Listed records:
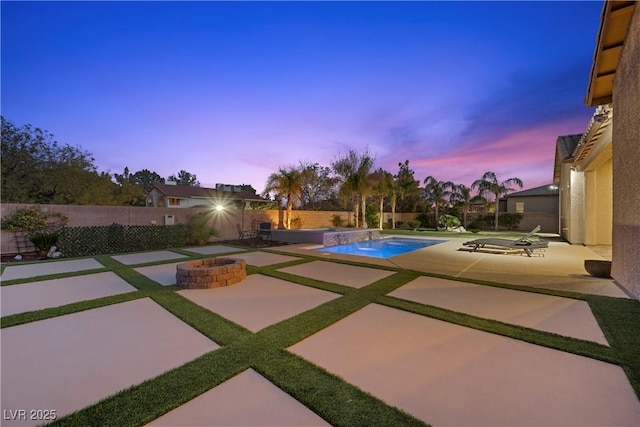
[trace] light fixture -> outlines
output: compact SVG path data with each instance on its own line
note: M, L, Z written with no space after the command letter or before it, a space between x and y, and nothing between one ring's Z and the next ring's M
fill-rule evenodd
M222 205L216 205L216 210L217 210L218 212L222 212L222 211L224 210L224 206L222 206Z

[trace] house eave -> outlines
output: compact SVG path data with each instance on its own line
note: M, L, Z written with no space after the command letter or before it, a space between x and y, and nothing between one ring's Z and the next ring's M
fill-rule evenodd
M589 107L612 102L613 81L624 47L635 1L605 1L584 103Z

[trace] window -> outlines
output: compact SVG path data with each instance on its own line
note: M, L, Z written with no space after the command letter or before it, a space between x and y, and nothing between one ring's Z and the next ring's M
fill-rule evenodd
M524 202L516 202L516 212L524 212Z
M169 206L180 206L180 199L176 199L175 197L170 197Z

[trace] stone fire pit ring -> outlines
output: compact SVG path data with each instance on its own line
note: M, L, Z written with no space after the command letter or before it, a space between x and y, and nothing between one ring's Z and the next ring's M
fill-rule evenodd
M208 258L176 267L176 283L184 289L210 289L235 285L247 277L247 262L238 258Z

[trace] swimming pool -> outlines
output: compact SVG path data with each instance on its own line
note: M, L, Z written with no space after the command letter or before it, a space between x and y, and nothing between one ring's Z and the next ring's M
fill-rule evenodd
M445 241L446 240L391 237L388 239L350 243L348 245L329 246L318 248L316 250L335 254L368 256L372 258L390 258L392 256L406 254L418 249L437 245L438 243Z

Work request: Repeat the listing above verbatim, but exclude the pictures it contains.

Answer for this exercise:
[trace] light fixture -> outlines
output: compact SVG path data with each instance on its own line
note: M, L, Z written with no space after the command letter or before it, a space between x and y, and nothing between one ring's Z and the next ring's M
fill-rule evenodd
M222 205L216 205L216 210L217 210L218 212L222 212L222 211L224 210L224 206L222 206Z

[trace] house eave -> outlines
output: compact SVG path data with each instance on its own line
note: M, L, Z written with no space after the command letter or before it, a space between x and y, and nothing between one ring's Z and the next ring's M
fill-rule evenodd
M589 107L612 102L613 81L624 47L635 1L605 1L584 103Z

[trace] window -> outlines
output: compact SVG path data with each instance on its own line
note: M, L, Z written with no space after the command letter or before it, a space between x and y, and nothing between one ring's Z and the next ring's M
fill-rule evenodd
M524 202L516 202L516 212L524 212Z
M169 206L180 206L180 199L176 199L175 197L170 197Z

[trace] stone fire pit ring -> outlines
output: compact SVG path data with each instance on its own line
note: M, L, Z written with no space after the command letter or before it, a space between x and y, and nothing between one ring's Z and the next ring's M
fill-rule evenodd
M208 258L176 267L176 283L184 289L210 289L235 285L247 277L247 262L238 258Z

[trace] swimming pool -> outlines
output: compact SVG path data with each instance on its own line
note: M, L, Z written with no space after the command letter or before it, a space between x and y, and nothing between one ring's Z and the next ring's M
fill-rule evenodd
M445 241L446 240L391 237L388 239L350 243L348 245L329 246L318 248L316 250L335 254L368 256L372 258L390 258L392 256L406 254L418 249L437 245L438 243Z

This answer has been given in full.